[Records from a data source]
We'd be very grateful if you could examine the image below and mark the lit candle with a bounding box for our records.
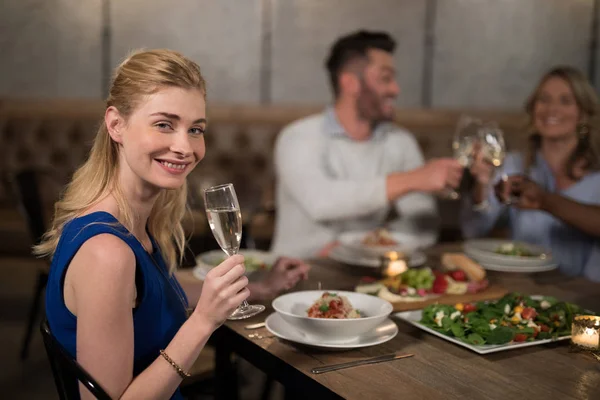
[571,315,600,350]
[382,252,408,277]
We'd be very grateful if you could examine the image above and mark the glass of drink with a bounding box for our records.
[444,115,481,200]
[494,174,527,205]
[477,122,506,208]
[204,183,265,320]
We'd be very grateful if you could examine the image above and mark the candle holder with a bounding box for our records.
[379,251,408,278]
[571,315,600,353]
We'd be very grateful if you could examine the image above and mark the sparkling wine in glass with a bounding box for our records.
[204,183,265,320]
[479,122,506,209]
[445,115,481,200]
[494,174,527,205]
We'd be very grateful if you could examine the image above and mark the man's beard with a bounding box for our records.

# WRITTEN INSTRUCTION
Can you turn the whole listing above into a numbered list, skipping any blank lines and leaving out the pictures?

# SOLUTION TO THE PROBLEM
1. We'd be very grateful if you could examine the image below and mark the lit candle with a bounding box for our records.
2. [571,315,600,350]
3. [382,252,408,277]
4. We'd be very grateful if you could examine the image above and mark the glass of drink with a bounding box for our records.
5. [444,115,481,200]
6. [494,174,527,205]
7. [477,122,506,208]
8. [204,183,265,320]
9. We'd be very grateful if you could examine the image above and mark the candle holder with a bounding box for our records.
10. [379,251,408,278]
11. [571,315,600,353]
12. We'd be very grateful if you could examine the image above and mark the sparkling wine in glass with a bounding box for our records.
13. [204,183,265,320]
14. [479,122,506,209]
15. [445,115,481,200]
16. [494,174,527,205]
17. We'd be very grateful if you could examine the image above and mark the man's beard with a bounding box for our records.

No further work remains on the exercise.